### Data for this task
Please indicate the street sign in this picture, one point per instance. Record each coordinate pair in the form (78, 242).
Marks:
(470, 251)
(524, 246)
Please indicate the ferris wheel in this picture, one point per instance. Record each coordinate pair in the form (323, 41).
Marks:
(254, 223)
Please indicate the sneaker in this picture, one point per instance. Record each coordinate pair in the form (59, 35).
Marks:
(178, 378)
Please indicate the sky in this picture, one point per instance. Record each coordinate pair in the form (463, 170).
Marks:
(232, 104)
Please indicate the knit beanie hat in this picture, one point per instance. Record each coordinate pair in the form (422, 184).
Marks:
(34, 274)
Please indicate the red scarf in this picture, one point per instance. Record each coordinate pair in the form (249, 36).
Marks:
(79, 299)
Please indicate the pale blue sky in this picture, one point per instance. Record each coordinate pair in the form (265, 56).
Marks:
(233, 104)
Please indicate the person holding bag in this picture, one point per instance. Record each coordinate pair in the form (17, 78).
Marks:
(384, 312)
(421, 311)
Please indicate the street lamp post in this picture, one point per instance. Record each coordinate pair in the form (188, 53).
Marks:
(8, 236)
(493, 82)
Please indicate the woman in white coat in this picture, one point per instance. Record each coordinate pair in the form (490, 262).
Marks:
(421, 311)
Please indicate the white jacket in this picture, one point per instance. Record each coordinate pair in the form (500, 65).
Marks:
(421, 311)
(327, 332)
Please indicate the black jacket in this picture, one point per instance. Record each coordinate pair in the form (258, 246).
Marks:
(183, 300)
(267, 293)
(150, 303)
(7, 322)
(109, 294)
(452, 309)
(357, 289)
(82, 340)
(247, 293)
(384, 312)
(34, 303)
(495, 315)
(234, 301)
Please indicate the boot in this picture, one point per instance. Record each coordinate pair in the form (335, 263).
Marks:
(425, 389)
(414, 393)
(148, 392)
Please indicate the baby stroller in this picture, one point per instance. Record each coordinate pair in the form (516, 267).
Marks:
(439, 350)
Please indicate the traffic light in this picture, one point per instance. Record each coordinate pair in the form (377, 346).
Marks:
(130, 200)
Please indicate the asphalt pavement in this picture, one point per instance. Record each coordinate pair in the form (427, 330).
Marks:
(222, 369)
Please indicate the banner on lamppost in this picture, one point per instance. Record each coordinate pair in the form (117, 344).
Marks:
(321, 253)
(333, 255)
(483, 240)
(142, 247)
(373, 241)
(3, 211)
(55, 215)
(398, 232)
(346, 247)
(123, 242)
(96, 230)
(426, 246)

### Work request
Copy out every line of the data where the word "jacket" occurs.

### Expected output
Please indicate the white jacket in this picture, one point per instance. Record each coordinate pair in the form (500, 65).
Please indicate the black jacket in this picture, one point per instance. Record each coordinate pair in the form (258, 246).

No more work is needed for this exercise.